### EXERCISE
Print out all the records, word for word.

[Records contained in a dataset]
--- --- ---

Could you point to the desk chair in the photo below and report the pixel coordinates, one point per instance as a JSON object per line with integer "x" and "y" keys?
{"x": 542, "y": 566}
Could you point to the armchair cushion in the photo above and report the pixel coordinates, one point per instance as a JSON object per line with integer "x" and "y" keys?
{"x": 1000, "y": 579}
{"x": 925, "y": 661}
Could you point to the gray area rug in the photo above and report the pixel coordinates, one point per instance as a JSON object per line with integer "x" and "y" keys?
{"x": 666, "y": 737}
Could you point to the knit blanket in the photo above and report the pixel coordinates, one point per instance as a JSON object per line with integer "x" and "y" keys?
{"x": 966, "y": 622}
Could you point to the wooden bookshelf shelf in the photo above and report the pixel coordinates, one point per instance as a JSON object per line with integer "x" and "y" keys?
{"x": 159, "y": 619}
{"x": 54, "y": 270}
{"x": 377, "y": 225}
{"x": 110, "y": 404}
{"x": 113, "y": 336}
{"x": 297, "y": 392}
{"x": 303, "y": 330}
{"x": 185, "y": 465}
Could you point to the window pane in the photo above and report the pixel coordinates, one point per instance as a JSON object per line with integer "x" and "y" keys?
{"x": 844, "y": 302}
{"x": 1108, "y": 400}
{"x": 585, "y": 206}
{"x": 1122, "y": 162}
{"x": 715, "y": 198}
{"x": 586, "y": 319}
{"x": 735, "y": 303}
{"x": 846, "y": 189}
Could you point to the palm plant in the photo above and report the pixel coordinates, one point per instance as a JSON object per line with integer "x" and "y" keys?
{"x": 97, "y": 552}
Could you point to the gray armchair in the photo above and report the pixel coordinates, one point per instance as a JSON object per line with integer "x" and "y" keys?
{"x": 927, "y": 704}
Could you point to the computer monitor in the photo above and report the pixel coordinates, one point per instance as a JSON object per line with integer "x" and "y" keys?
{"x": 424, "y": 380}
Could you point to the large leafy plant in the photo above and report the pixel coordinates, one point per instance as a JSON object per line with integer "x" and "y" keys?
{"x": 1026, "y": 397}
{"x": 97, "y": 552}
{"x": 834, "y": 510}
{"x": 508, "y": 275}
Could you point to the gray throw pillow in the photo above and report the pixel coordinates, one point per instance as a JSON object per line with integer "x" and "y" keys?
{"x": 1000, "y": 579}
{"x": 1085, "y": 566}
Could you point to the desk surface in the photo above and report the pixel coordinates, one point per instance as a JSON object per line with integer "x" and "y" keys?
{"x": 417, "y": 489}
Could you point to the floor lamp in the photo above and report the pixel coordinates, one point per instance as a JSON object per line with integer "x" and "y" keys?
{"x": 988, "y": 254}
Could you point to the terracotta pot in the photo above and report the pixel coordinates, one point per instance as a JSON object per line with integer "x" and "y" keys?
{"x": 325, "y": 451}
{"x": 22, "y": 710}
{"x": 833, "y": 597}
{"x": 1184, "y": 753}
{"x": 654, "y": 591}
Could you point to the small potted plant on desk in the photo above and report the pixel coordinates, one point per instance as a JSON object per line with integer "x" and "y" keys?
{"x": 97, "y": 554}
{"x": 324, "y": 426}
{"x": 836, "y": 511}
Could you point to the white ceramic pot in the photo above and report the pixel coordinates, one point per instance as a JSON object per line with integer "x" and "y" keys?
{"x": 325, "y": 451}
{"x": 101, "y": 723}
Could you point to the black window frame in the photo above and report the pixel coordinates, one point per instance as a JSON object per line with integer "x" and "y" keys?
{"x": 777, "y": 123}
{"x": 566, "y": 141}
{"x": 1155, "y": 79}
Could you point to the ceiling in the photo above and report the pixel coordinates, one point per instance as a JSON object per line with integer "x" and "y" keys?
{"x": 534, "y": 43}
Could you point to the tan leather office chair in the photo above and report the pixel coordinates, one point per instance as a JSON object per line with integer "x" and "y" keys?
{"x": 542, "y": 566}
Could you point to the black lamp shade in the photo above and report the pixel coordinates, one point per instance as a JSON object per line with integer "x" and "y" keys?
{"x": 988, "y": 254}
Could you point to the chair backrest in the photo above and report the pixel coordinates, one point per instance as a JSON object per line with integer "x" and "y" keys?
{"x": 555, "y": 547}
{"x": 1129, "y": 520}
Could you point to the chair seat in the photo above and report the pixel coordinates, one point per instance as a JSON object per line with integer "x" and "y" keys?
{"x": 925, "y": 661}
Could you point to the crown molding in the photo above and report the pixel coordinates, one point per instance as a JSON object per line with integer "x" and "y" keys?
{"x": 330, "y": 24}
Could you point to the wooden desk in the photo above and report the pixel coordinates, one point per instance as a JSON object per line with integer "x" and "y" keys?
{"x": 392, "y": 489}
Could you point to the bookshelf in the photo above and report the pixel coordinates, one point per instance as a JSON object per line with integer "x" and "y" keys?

--- --- ---

### ANSWER TO THE EXERCISE
Could you point to the desk chair in the photo below and report the pixel coordinates, one point per instance as a JSON object per line with integer "x" and "y" keys?
{"x": 542, "y": 566}
Could you point to the armchair cushion in the photo above and report the pixel coordinates, one point per instance as a JSON object per line with integer "x" and "y" keys?
{"x": 1000, "y": 579}
{"x": 925, "y": 661}
Could you point to the gray area rug in the photo above and report the pixel coordinates, one point per instance as a JSON object per line with integer "x" and "y" keys?
{"x": 666, "y": 737}
Could you point to the knit blanket in the photo above and report the pixel coordinates, one point per instance as a JSON object per line with integer "x" and "y" keys?
{"x": 966, "y": 622}
Could you point to the wooden bookshelf shelf in the photo above and report the pixel coordinates, one point per instance as a JSON object per line with integer "x" and "y" keys?
{"x": 159, "y": 619}
{"x": 54, "y": 270}
{"x": 377, "y": 225}
{"x": 110, "y": 404}
{"x": 113, "y": 336}
{"x": 297, "y": 392}
{"x": 303, "y": 330}
{"x": 185, "y": 465}
Could you point to the window pane in the photo above and report the pixel coordinates, one point per instance as a JSON object per line with integer "x" and "y" keys?
{"x": 844, "y": 302}
{"x": 1108, "y": 400}
{"x": 585, "y": 206}
{"x": 1122, "y": 162}
{"x": 715, "y": 198}
{"x": 586, "y": 319}
{"x": 735, "y": 303}
{"x": 846, "y": 189}
Could you point to the palm plant in the photo above and report the pixel coordinates, one point per instance as a JSON object per line with integer "x" and "y" keys?
{"x": 97, "y": 552}
Could you point to the gray armchair in the photo above and report the pixel coordinates, one point per instance as a JSON object per line with integer "x" and "y" keys?
{"x": 927, "y": 704}
Could you point to the computer monitor in the photo above and report the pixel coordinates, one point per instance as a JSON object per line with integer "x" and "y" keys?
{"x": 424, "y": 380}
Could you point to the large leafy plant in the photo above and report the pixel coordinates, one point per instance as a JSON object per line with integer "x" and "y" keys?
{"x": 1026, "y": 397}
{"x": 97, "y": 552}
{"x": 834, "y": 510}
{"x": 508, "y": 275}
Could you point to the gray throw pillow in the photo above and report the pixel coordinates, one point per instance as a JSON object per line with integer "x" and "y" keys?
{"x": 1000, "y": 579}
{"x": 1085, "y": 566}
Could you point to the desk surface in the photo above and report the pixel coordinates, one point per instance as a JSON object per line with integer "x" and "y" keys?
{"x": 417, "y": 489}
Could you point to the floor lamp in the photo above and report the pixel coordinates, one point per instance as a JSON object per line with integer "x" and "y" keys?
{"x": 988, "y": 254}
Could you point to the terracotta pot in the photo above and report the pixel coordinates, one point per instance as a JSON object per line with integer "x" and "y" keys?
{"x": 325, "y": 451}
{"x": 22, "y": 710}
{"x": 833, "y": 597}
{"x": 1184, "y": 753}
{"x": 654, "y": 591}
Could you point to the small potted plant on desk in the photo above and report the pixel coordinates, one point per instance as a JSON object per line with integer "x" and "y" keys?
{"x": 97, "y": 554}
{"x": 324, "y": 426}
{"x": 836, "y": 511}
Could you point to the white ceramic pot in the photo above and report the pixel coordinates, one point per instance as a JSON object per line with integer "x" and "y" keys?
{"x": 325, "y": 451}
{"x": 101, "y": 723}
Could you point to the black window frame in the photo above and report the pixel coordinates, one point per instance as a JSON object per line with integer "x" and "y" keys?
{"x": 777, "y": 123}
{"x": 566, "y": 141}
{"x": 1155, "y": 79}
Could you point to the ceiling in the photo above and report the pixel coordinates, one point per instance as a JSON object per line with integer "x" and "y" keys?
{"x": 534, "y": 43}
Could you point to the tan leather office chair in the photo above and report the pixel coordinates, one point per instance as a JSON object per line with integer "x" and "y" keys?
{"x": 542, "y": 566}
Could you point to the black lamp shade in the photo above and report the pixel coordinates, one point per instance as a JSON object per line with integer "x" and "y" keys?
{"x": 988, "y": 254}
Could you point to the chair backrest in the photo above and report the pixel coordinates, one point per instance as a JSON object per line with integer "x" and "y" keys?
{"x": 555, "y": 547}
{"x": 1129, "y": 520}
Could you point to the chair seat in the photo above and report the pixel coordinates, one point per instance as a JSON object per line with integer "x" and "y" keys?
{"x": 925, "y": 661}
Could you point to the crown molding in the photo above and report the pixel coordinates, one point per instance as a JSON object per line with integer "x" and "y" keys?
{"x": 330, "y": 24}
Could you point to the wooden desk in the photo above and report the pixel coordinates, one point per instance as a JSON object per line with integer "x" and "y" keys?
{"x": 392, "y": 489}
Could you point to the bookshelf in the photo above and report the pixel coordinates, one point per instance as a JSON object per line with integer "x" and "y" keys?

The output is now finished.